Fragmento de página
******************************

Curado, el leproso queda incluido en la sociedad, pero, Jesús queda excluido al quedar impuro por tocarlo. Además, enterada la gente, Jesús no podía entrar a la ciudad y se debía mantener en lugares desiertos “y muchos acudían a Él de todas partes”.

La Ley y el sacerdocio de Aarón ya no son los que forman la comunidad. Jesús, en el desierto, es el protagonista de la inclusión. Jesús quedó fuera cuando lo crucificaron y fuera resucitó. El ‘fuera’ establece una distancia entre los criterios de la sociedad y los del Señor. Los cristianos quedamos fuera cuando no seguimos los dictámenes del mundo.

Con el milagro de este Evangelio, que tiene un sentido profundamente crítico de una sociedad enferma, Jesús denuncia otra enfermedad, la verdadera enfermedad, que no es la lepra, sino los criterios enfermos de una sociedad que excluye, porque ha errado en la interpretación de la Ley. Este milagro quiere sanar a una sociedad que está enferma en sus criterios de inclusión que, en aquella época, eran las leyes del Levítico, más todo lo que durante siglos habían ido interpretando de las Leyes. El mensaje de Jesús es crítico ante una lepra social que fabrica exclusión. A gente con este sentido crítico, en el Antiguo Testamento, se los llamaba profetas y evidenciaban que la sociedad no estaba respondiendo a Dios, que se estaban inventando su propia religión.

Lo más grave es que los criterios enfermos de exclusión no estaban basados en el miedo o la repugnancia, sino en leyes religiosas. Las leyes religiosas pueden llevarnos a enfermar como sociedad y a formular criterios de exclusión. Dejándonos penetrar por la mirada crítica y compasiva de Jesús, debemos revisar los criterios por los que nos sentimos incluidos y a quiénes miramos como excluidos, especialmente los que lo son por criterios religiosos, más peligrosos aún, porque aparecen bajo la razón del Bien.

En una sociedad enferma, los criterios de inclusión son el dinero, la fama, el prestigio social, las exclusividades del lujo… Jesús nos pide que descubramos cuál es la lepra del yo que siempre está buscando sobresalir y apartar a los que no son como uno. Los creyentes católicos no podemos decir que no nos pasa porque, históricamente, la Iglesia lo hizo de forma bárbara.

Un pecado de omisión es no sólo no actuar ente la exclusión que tantos padecen, sino no verla. Ver es un compromiso muy serio y, ver en serio, es un compromiso terrible. La paz y la alegría, el sentirse bien, son los síntomas para discernir la inclusión en Cristo, al acercarnos solidariamente a un hermano para lo que sea. El primer sanado es el que se acerca al necesitado. Esos son los sentimientos que llevan a una sociedad a criterios sanos.

******************************

Listado proporcionado
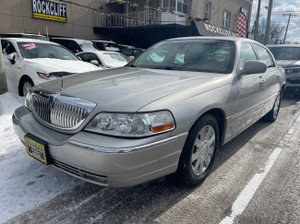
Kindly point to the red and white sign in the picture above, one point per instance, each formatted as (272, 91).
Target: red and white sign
(242, 25)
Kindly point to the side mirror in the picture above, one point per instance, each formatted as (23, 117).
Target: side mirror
(130, 58)
(253, 67)
(12, 58)
(95, 62)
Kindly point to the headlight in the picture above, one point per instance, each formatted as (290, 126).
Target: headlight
(43, 75)
(132, 125)
(27, 100)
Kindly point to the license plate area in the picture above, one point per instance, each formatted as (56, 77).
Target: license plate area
(37, 148)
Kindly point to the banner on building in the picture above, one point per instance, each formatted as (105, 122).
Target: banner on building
(242, 25)
(42, 9)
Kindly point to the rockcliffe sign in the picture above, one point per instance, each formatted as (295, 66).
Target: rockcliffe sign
(42, 9)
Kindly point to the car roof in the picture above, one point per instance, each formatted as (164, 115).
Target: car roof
(283, 45)
(211, 38)
(19, 39)
(100, 52)
(67, 38)
(25, 34)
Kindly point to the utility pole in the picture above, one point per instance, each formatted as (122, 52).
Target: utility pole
(257, 20)
(287, 27)
(266, 38)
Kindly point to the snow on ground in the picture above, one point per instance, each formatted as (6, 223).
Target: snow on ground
(8, 103)
(25, 183)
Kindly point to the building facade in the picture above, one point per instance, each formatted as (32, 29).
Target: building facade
(137, 22)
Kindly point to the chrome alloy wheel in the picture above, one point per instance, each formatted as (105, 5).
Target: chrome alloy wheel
(276, 106)
(203, 150)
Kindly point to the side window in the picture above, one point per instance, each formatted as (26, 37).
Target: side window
(264, 55)
(88, 57)
(7, 47)
(247, 54)
(3, 45)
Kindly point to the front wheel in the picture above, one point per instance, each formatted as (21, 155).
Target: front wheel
(273, 114)
(199, 151)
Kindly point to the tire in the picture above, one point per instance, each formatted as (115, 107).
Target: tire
(199, 151)
(26, 84)
(272, 115)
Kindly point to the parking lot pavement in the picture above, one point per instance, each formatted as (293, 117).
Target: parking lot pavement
(256, 179)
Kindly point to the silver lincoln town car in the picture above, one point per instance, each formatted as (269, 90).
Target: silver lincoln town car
(168, 111)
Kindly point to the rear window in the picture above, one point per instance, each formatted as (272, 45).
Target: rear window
(215, 56)
(286, 53)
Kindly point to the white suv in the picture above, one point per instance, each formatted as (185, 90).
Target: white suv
(29, 62)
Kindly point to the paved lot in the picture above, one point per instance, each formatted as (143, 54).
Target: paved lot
(256, 179)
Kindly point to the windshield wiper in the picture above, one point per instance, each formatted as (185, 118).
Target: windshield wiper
(165, 68)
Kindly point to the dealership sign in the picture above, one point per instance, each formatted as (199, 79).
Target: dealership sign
(42, 9)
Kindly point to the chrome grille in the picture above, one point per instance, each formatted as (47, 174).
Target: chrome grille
(61, 111)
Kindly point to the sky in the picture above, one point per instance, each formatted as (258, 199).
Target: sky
(280, 14)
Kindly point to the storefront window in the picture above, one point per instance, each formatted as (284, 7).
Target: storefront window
(226, 21)
(207, 10)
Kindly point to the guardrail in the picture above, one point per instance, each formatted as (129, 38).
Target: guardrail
(136, 19)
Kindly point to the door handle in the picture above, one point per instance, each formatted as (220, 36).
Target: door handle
(262, 81)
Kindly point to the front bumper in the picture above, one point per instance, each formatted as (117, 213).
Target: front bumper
(105, 160)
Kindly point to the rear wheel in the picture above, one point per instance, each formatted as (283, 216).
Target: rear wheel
(26, 85)
(199, 151)
(273, 114)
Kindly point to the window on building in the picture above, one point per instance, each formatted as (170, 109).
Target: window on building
(226, 21)
(169, 5)
(182, 6)
(175, 5)
(207, 10)
(247, 54)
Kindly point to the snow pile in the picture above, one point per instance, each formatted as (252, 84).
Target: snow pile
(8, 103)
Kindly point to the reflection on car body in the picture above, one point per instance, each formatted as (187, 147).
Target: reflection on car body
(156, 116)
(29, 62)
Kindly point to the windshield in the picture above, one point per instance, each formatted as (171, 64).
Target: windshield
(32, 50)
(114, 59)
(286, 53)
(87, 45)
(215, 56)
(102, 46)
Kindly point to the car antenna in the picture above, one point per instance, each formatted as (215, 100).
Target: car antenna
(62, 84)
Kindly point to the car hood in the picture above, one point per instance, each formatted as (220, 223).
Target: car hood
(127, 89)
(288, 63)
(48, 65)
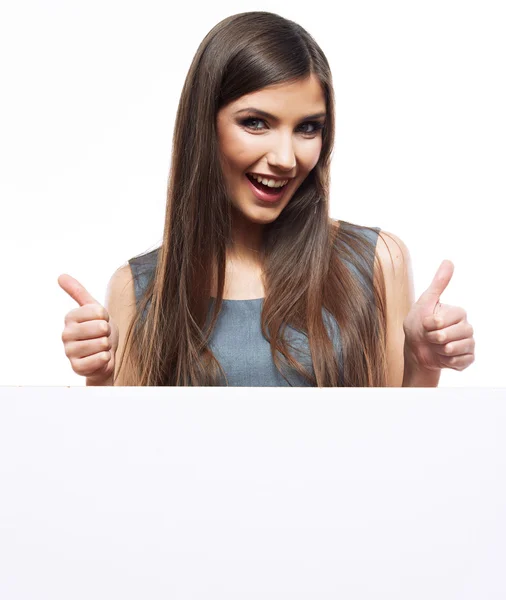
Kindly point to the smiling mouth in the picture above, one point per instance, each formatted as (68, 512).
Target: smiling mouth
(266, 188)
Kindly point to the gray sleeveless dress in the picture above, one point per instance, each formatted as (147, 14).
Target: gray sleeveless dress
(237, 341)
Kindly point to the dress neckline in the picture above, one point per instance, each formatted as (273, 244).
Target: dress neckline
(234, 300)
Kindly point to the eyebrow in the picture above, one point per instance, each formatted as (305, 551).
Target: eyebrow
(274, 118)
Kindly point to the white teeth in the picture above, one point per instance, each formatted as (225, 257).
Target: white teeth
(270, 182)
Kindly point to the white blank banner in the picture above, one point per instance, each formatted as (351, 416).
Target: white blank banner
(200, 493)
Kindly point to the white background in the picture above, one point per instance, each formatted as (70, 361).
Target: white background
(222, 494)
(89, 96)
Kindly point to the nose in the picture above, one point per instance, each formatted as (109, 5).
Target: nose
(282, 156)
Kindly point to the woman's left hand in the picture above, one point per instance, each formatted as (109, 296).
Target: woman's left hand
(438, 336)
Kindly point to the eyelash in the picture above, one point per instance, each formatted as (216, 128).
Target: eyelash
(317, 125)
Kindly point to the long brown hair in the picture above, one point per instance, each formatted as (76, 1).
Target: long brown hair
(305, 253)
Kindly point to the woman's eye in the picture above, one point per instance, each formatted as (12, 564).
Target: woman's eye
(314, 126)
(247, 121)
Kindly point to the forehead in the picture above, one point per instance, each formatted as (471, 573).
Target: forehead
(296, 98)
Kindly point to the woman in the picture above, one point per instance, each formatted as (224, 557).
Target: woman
(254, 284)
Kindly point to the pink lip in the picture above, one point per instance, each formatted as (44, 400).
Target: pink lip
(264, 195)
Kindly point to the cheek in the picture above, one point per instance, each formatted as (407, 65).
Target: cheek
(310, 154)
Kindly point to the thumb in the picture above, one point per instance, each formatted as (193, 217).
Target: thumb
(440, 282)
(75, 290)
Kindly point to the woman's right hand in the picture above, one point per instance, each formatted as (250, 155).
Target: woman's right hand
(90, 336)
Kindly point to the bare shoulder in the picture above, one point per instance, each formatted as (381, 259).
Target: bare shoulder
(120, 295)
(121, 306)
(393, 254)
(394, 257)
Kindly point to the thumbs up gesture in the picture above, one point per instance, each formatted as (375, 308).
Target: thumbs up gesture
(90, 336)
(438, 335)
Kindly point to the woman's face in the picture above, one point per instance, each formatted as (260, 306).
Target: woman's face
(285, 145)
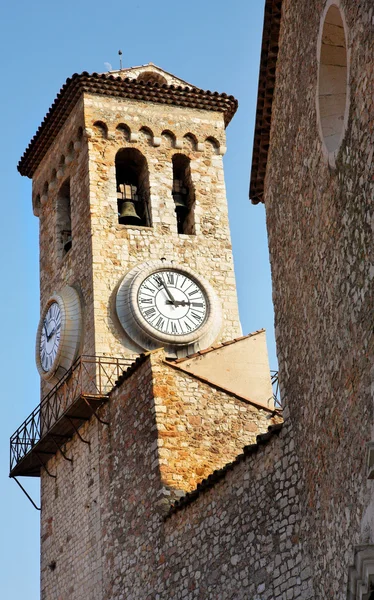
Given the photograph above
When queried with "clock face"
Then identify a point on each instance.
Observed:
(172, 303)
(164, 304)
(50, 336)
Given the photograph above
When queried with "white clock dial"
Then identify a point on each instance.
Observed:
(166, 304)
(172, 303)
(58, 335)
(50, 336)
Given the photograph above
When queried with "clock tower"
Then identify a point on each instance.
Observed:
(147, 382)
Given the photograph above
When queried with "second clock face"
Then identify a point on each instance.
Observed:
(172, 303)
(50, 336)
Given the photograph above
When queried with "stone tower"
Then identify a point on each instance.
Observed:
(146, 379)
(313, 168)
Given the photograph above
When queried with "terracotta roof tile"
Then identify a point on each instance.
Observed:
(109, 85)
(215, 347)
(220, 474)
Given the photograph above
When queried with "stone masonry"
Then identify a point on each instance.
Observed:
(320, 222)
(103, 530)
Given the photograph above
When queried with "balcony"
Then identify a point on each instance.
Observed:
(73, 401)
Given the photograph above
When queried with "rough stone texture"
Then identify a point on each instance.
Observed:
(102, 517)
(320, 223)
(104, 251)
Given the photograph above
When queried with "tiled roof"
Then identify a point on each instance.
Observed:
(220, 474)
(109, 85)
(215, 347)
(266, 86)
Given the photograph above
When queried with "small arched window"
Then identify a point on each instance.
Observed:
(64, 236)
(132, 180)
(183, 194)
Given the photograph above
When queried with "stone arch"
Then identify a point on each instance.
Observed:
(44, 196)
(78, 141)
(101, 129)
(133, 189)
(37, 205)
(63, 219)
(70, 153)
(146, 135)
(212, 145)
(190, 141)
(151, 78)
(123, 132)
(183, 194)
(168, 139)
(333, 78)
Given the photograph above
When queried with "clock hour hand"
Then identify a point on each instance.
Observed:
(50, 335)
(179, 302)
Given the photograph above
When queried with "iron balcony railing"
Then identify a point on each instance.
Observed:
(276, 390)
(90, 378)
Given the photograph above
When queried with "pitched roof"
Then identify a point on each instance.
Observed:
(220, 474)
(108, 85)
(266, 86)
(215, 347)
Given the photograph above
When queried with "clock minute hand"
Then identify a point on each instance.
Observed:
(50, 335)
(179, 302)
(173, 301)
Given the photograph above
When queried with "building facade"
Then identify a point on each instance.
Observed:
(147, 492)
(148, 385)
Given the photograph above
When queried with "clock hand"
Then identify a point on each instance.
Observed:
(50, 335)
(173, 301)
(179, 302)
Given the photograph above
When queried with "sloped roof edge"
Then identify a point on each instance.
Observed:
(216, 347)
(151, 66)
(220, 474)
(109, 85)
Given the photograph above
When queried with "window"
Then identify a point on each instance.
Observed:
(333, 79)
(132, 180)
(64, 236)
(183, 194)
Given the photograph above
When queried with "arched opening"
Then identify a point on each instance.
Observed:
(333, 79)
(132, 181)
(101, 129)
(123, 132)
(183, 194)
(64, 235)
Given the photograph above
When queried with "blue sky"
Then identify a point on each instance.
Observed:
(214, 45)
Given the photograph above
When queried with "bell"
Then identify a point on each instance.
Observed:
(128, 214)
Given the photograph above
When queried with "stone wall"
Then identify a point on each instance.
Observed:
(243, 536)
(158, 134)
(320, 224)
(103, 532)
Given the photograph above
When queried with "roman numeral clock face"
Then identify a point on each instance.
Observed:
(172, 303)
(165, 304)
(50, 336)
(58, 335)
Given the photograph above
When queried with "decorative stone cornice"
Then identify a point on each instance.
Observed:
(108, 85)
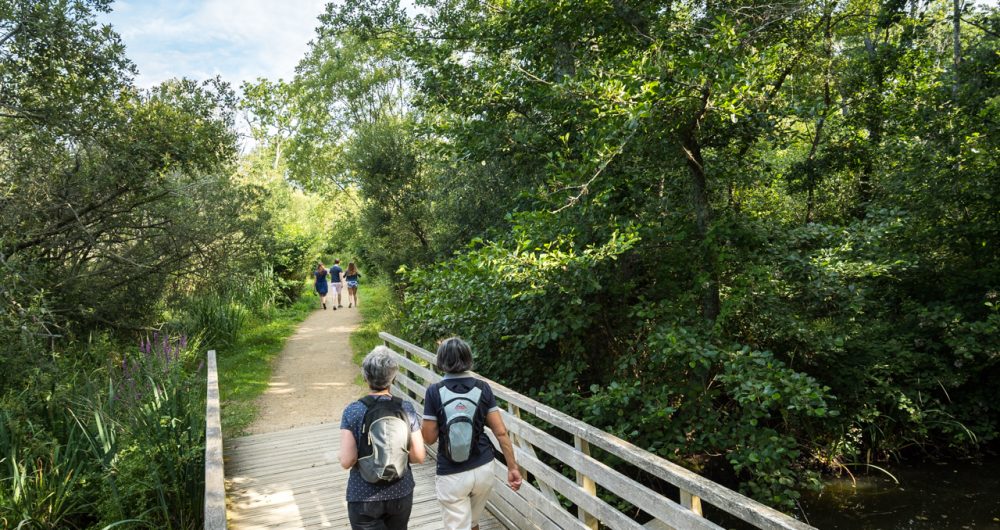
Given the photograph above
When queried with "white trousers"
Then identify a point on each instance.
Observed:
(463, 496)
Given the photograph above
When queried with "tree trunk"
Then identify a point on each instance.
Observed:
(710, 302)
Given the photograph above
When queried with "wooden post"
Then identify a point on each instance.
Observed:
(691, 502)
(514, 440)
(586, 483)
(215, 481)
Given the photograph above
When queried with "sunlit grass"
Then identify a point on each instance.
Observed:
(379, 313)
(245, 368)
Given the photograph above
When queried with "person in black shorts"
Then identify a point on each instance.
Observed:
(377, 506)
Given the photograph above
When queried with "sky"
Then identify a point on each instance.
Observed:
(240, 40)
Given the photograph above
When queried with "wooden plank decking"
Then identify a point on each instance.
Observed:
(292, 479)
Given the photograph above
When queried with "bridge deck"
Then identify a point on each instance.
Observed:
(293, 479)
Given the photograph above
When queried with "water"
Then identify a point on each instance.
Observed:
(953, 496)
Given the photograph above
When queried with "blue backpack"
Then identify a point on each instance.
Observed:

******************************

Objetivo del ejercicio
Retoma la reflexión sobre el leproso y continúala a partir de su última frase. El listado no guarda ninguna relación con la reflexión sobre el leproso.

Resultado a continuación
Es común sentir impotencia ante la dimensión de los dramas humanos y no es excusa para no acercarse a quien lo necesite, aun sabiendo que el aporte es un granito de arena. Jesús no curó a todos y no resolvió todo. Un autor espiritual decía que “La raíz de toda pobreza es no ser escuchado en toda la vida. Detrás de un problema social y económico muy grande hay algo peor, una persona que no es tenida en cuenta, ni escuchada nunca. El compromiso del cristiano es llevar con su compañía, su fe. Hay que dejarse alcanzar por la realidad y ver, también, en nuestro entorno más cercano. (P. Pablo Rojas, Comunidad Nuestra Señora del Encuentro)


Huye de las disputas, no tengas nunca pretensión de dominar. Cede a los gustos de los otros, delicadamente, cuidando de no herirlos mediante bromas que los ofendan. La verdadera compasión no es huraña; es amable y ensancha el corazón; no se atiene a singularidades ni caprichos, sino que practica la caridad, la alegría y la paz. Todos ellos son frutos del Espíritu Santo, por los que sabrán que somos de Jesús” (Juan María pone estas palabras en boca de Jesús)

Abre, abre sin miedo,
abre mis puertas, Señor.
Entra en mi casa,
la mesa está puesta;
tan sólo faltan tu vino y tu pan.

Tus heridas y las mías compartidas,
se hacen vida en la mesa del Amor.
donde todas las lenguas se comprenden,
donde la diferencia se hace don;
donde cada patria se hace Reino
y no aleja una bandera, ni un color.

Cuando llenas nuestro hogar
con tu presencia y tu amistad,
caen los muros que el miedo levantó.
Tu Palabra nos invita a salir a los caminos.
Tú liberas y abres nuestro corazón
y el extraño se convierte en un hermano,
que nos acoge con paciencia y compasión.